Short exercise: State how many lines of the material below contain the word "every". Give only the number.

╭─ Records provided

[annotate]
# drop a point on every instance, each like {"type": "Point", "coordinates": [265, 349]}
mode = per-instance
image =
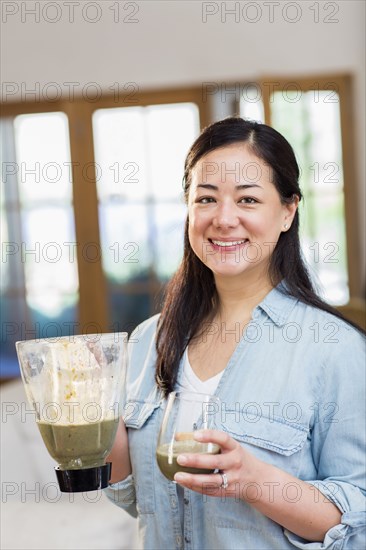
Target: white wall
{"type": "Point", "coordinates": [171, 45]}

╰─
╭─ Records provided

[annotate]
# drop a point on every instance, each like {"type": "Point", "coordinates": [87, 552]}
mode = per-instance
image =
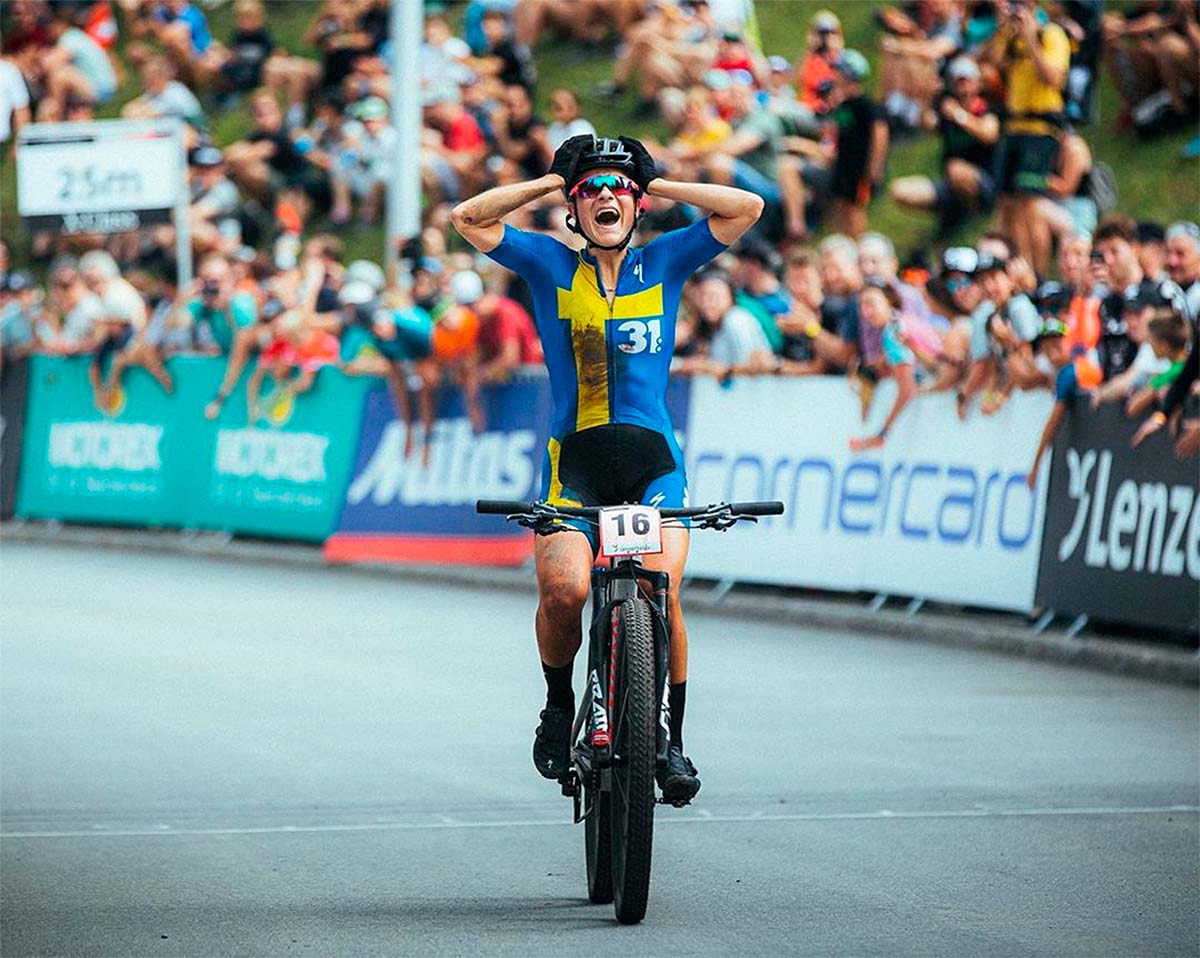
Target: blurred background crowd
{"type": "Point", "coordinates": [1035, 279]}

╰─

Answer in full: 2